Location identification entries
▬▬▬▬▬▬▬▬▬▬
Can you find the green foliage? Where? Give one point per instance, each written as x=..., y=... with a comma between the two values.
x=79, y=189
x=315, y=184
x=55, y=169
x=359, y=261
▬▬▬▬▬▬▬▬▬▬
▸ **TASK**: Reproduce each entry exactly, leaving out nothing.

▸ **WRITTEN RESPONSE**:
Can you find the green foliage? Where? Give one point per instance, each written as x=..., y=... with a comma between the two values.
x=79, y=189
x=315, y=184
x=55, y=169
x=359, y=261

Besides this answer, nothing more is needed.